▸ Task objective:
Return the records, each one exactly as written.

Dataset excerpts on object pointing
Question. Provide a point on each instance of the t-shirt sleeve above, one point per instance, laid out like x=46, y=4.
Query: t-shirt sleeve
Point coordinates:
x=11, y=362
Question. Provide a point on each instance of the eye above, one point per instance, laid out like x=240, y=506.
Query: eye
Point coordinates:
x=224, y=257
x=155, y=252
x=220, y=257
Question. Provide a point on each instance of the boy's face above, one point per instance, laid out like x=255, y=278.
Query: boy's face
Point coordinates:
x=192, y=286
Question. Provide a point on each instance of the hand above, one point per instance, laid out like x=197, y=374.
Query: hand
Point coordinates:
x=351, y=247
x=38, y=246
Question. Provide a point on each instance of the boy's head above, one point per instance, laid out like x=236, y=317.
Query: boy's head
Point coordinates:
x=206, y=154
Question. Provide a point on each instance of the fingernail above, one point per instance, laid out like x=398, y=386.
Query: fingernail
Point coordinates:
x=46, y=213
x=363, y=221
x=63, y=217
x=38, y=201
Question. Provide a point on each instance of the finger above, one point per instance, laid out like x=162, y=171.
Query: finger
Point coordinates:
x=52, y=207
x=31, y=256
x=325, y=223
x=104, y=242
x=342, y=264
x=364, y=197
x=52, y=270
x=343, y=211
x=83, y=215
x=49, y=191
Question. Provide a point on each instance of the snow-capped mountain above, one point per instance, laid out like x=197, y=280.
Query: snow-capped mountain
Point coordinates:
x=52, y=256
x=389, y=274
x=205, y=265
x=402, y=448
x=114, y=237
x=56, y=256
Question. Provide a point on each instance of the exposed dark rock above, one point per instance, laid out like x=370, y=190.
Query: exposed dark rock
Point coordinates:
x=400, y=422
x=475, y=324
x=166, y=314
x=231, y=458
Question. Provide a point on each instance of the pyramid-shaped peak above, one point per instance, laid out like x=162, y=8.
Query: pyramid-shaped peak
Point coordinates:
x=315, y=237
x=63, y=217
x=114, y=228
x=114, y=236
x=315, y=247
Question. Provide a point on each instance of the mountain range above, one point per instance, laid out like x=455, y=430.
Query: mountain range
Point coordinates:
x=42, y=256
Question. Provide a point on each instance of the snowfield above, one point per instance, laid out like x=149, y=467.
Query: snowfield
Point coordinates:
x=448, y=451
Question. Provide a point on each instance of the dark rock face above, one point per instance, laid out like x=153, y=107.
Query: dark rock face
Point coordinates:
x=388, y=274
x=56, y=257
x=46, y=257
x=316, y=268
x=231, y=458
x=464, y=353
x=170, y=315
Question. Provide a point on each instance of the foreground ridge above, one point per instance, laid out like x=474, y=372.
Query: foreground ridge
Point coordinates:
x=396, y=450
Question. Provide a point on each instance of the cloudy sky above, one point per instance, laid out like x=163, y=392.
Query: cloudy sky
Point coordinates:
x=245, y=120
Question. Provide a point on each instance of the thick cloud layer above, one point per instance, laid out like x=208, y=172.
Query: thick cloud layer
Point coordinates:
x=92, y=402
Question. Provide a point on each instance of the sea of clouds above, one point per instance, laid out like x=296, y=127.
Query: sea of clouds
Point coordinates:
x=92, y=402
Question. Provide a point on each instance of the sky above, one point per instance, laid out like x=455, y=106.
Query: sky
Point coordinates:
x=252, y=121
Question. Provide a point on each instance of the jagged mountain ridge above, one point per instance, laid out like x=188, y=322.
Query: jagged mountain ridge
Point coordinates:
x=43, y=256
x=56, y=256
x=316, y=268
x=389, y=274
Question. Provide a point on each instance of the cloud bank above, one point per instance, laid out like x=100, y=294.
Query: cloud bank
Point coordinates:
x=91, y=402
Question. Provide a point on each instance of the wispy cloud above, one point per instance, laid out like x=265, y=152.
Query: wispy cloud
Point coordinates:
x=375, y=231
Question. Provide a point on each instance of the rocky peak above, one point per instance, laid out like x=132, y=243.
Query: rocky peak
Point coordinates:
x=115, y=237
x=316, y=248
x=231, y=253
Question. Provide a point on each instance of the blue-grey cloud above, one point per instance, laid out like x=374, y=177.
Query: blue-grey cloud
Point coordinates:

▸ Written response:
Question. Provide a point on each instance of the t-shirt sleeve above, one point per instance, laid out like x=46, y=4.
Query: t-shirt sleeve
Point coordinates:
x=11, y=362
Question. Provide a point on each instance of the eye above, one point per instance, laid out like x=240, y=506.
Query: eye
Point coordinates:
x=224, y=257
x=155, y=252
x=220, y=257
Question. Provide a point on each instance of the boy's face above, one point per instance, laid out like x=255, y=278.
Query: boy's face
Point coordinates:
x=192, y=286
Question. Provide a point on each instance of the hand above, one point per instance, laid out like x=197, y=374.
Query: hand
Point coordinates:
x=351, y=247
x=38, y=246
Question. Provide a point on each instance of the boy's head above, one point per instance, laid out like x=236, y=317.
Query: boy's head
Point coordinates:
x=206, y=154
Question. Provide a point on each instance of the fingernail above, one point per instance, laid out like x=398, y=386.
Query: fingernail
Point coordinates:
x=46, y=213
x=363, y=221
x=63, y=217
x=38, y=201
Question. Provide a point on each instance of the finger above, one point per instance, laid out like x=162, y=171.
Query: finger
Point coordinates:
x=52, y=207
x=31, y=256
x=325, y=223
x=104, y=242
x=342, y=264
x=364, y=197
x=52, y=270
x=343, y=211
x=83, y=215
x=49, y=191
Question. Provide a point on each instance of the snow-capped mountain above, one point per instance, laid out like x=197, y=280.
Query: snow-capped mountain
Point coordinates:
x=52, y=256
x=389, y=274
x=205, y=265
x=402, y=448
x=114, y=237
x=56, y=256
Question. Provide a point on each instance of the exposed dark rock above, one point per instance, laid out like x=370, y=190.
Query: exposed dark rock
Point coordinates:
x=400, y=422
x=475, y=324
x=166, y=314
x=231, y=458
Question. Provide a point on each instance of the pyramid-shaped peak above, one point per instance, laid out like x=162, y=8.
Query: pyramid-shaped peak
Point coordinates:
x=315, y=237
x=63, y=217
x=114, y=228
x=114, y=236
x=315, y=247
Question. Provide a point on each instance of the mountain range above, one point per instance, laid out like x=455, y=430.
Query: mountain range
Point coordinates:
x=42, y=256
Question. Provide a point on each instance of the snowfield above, one point per instance, laid out like x=149, y=467.
Query: snowfield
Point coordinates:
x=448, y=451
Question. Provide a point on each instance of the dark rock face above, one point per instance, laid out like x=153, y=107.
Query: dark rock face
Point coordinates:
x=388, y=274
x=56, y=257
x=46, y=257
x=316, y=268
x=231, y=458
x=464, y=353
x=170, y=315
Question. Provide a point on each instance of the foreground ridge above, one point per instance, laid out like x=474, y=372.
Query: foreground ridge
Point coordinates:
x=396, y=450
Question. Provide a point on each instance of the cloudy sky above, one point per instance, laid out like x=163, y=392.
Query: cloudy sky
Point coordinates:
x=245, y=120
Question. Provide a point on each instance of the thick cloud layer above, one point per instance, laid out like x=208, y=172.
Query: thick cloud layer
Point coordinates:
x=92, y=402
Question. Provide a point on each instance of the sea of clouds above, one point per instance, laid out like x=296, y=127.
Query: sea of clouds
Point coordinates:
x=92, y=402
Question. Provide a point on each instance of the sky above, one point per instance, laid out like x=455, y=106.
Query: sky
Point coordinates:
x=252, y=121
Question. Provide a point on each instance of the jagged mountain ridge above, one point per instance, laid out like x=188, y=322.
Query: jagged mountain ridge
Point coordinates:
x=43, y=256
x=56, y=256
x=316, y=268
x=389, y=274
Question. Provide a point on each instance of the cloud bank above, one point per instance, laid out like x=100, y=294.
Query: cloud bank
Point coordinates:
x=91, y=402
Question. Provide a point on each instance of the wispy cloud above, one point per instance, laid out like x=265, y=152.
Query: wispy cloud
Point coordinates:
x=375, y=231
Question. Provide a point on each instance of the rocky peak above, one point per instance, laid out like x=132, y=243.
Query: rocky peak
Point coordinates:
x=115, y=237
x=316, y=248
x=231, y=253
Question. Provide a point on each instance of the blue-grey cloud above, one point per instance, laid out like x=374, y=177.
Query: blue-grey cloud
Point coordinates:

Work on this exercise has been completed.